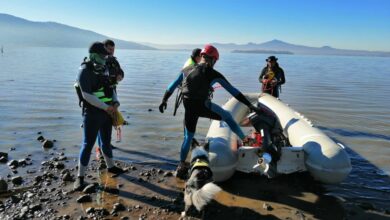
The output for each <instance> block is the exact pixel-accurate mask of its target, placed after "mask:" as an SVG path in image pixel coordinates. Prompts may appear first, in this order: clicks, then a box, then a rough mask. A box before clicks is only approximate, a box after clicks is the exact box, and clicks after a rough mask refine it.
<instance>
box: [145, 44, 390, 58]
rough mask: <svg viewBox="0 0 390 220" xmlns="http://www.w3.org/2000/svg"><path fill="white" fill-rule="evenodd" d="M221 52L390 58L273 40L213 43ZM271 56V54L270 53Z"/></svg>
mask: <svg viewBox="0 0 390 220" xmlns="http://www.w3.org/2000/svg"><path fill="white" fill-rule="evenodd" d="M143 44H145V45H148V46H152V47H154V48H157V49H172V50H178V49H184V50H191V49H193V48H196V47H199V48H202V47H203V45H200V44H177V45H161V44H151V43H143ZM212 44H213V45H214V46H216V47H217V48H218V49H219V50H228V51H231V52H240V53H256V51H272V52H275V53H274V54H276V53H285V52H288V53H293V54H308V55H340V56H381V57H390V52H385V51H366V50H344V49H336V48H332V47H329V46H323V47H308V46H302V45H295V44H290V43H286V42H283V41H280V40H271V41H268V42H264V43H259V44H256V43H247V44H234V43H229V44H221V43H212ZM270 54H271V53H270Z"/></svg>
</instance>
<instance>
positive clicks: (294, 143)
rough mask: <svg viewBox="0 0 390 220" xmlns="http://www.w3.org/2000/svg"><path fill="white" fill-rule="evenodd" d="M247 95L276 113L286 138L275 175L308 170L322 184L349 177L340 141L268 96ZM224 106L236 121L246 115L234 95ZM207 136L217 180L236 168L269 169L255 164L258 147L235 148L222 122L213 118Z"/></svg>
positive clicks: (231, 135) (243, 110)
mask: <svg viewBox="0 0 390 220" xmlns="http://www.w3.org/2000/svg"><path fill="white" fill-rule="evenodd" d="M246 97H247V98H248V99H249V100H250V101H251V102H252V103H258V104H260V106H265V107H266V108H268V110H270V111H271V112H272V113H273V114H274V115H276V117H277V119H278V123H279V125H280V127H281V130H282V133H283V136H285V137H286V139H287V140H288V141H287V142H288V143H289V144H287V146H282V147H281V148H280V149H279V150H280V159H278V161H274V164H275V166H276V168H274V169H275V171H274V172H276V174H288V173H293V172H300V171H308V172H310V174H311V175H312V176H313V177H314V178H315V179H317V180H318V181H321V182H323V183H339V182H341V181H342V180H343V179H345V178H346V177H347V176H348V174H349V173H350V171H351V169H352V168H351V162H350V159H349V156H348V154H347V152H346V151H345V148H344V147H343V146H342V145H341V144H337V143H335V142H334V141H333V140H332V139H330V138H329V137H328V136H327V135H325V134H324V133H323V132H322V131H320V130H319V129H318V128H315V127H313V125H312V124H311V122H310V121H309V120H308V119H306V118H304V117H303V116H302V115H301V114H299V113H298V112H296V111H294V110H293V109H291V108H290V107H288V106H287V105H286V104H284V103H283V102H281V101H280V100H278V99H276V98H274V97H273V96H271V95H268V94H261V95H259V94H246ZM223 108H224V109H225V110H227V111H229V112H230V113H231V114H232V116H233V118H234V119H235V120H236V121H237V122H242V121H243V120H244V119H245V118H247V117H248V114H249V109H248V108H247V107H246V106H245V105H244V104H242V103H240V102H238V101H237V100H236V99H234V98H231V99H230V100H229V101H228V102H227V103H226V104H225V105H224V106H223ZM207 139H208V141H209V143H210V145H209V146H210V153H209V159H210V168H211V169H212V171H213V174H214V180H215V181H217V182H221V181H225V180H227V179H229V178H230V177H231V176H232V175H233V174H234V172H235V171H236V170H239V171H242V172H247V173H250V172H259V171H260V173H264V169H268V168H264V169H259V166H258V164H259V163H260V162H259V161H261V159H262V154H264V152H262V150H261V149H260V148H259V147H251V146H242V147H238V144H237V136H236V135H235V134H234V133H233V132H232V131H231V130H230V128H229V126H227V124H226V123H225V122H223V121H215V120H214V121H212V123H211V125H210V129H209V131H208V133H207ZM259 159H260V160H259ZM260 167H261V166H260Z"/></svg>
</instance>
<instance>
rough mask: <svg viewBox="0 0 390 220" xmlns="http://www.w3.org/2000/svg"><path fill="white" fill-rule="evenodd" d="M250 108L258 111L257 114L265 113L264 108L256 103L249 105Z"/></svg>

...

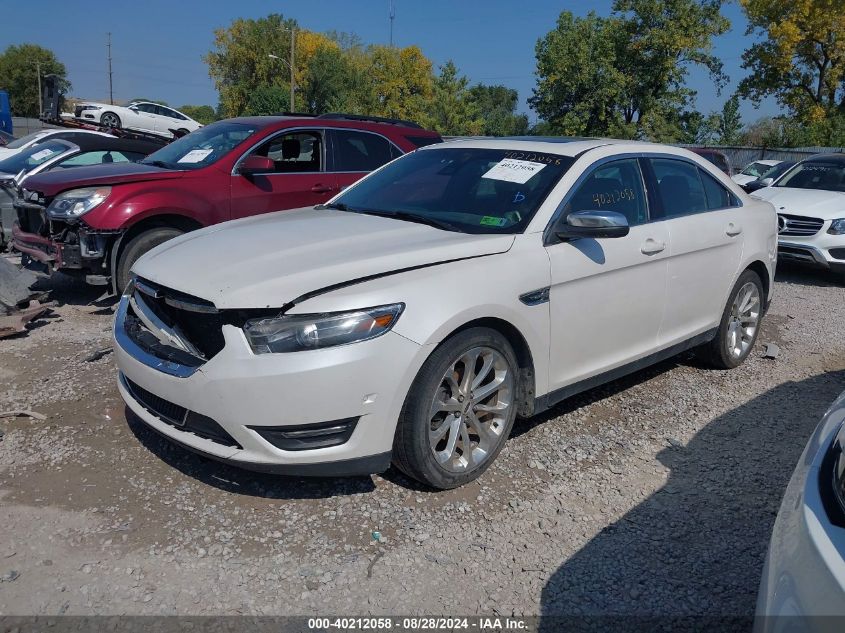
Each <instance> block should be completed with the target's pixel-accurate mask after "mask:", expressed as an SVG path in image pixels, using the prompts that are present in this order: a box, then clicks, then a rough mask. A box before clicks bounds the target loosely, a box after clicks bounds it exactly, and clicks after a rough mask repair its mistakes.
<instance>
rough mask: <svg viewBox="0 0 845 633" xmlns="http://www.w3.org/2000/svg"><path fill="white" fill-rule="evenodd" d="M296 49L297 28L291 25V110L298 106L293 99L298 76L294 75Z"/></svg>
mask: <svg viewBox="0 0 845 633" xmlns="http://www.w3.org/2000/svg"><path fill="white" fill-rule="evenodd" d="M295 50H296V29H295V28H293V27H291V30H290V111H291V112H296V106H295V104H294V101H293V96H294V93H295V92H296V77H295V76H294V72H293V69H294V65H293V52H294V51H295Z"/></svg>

> **WORK REQUIRED**: Update the lines from the one containing "The output for" through the one containing "52L390 58L273 40L213" by replacing every occurrence of "rough mask" with "coarse mask" and leaving all else unchanged. Return only those lines.

> **EXERCISE RESULT**:
The output for each <instance> block is the exact pixel-accurate mask of its target, placed after "mask:" as an SVG path in image pixel coordinates. Prompts may appear first, in this order: clicks, then a box, then a coarse mask. A box before clicks is only approximate, a box after clicks is the exact box, and clicks after a coarse mask refine it.
<instance>
box: [145, 44, 390, 58]
coarse mask: <svg viewBox="0 0 390 220" xmlns="http://www.w3.org/2000/svg"><path fill="white" fill-rule="evenodd" d="M221 52L390 58L273 40L213 43ZM271 56V54L270 53Z"/></svg>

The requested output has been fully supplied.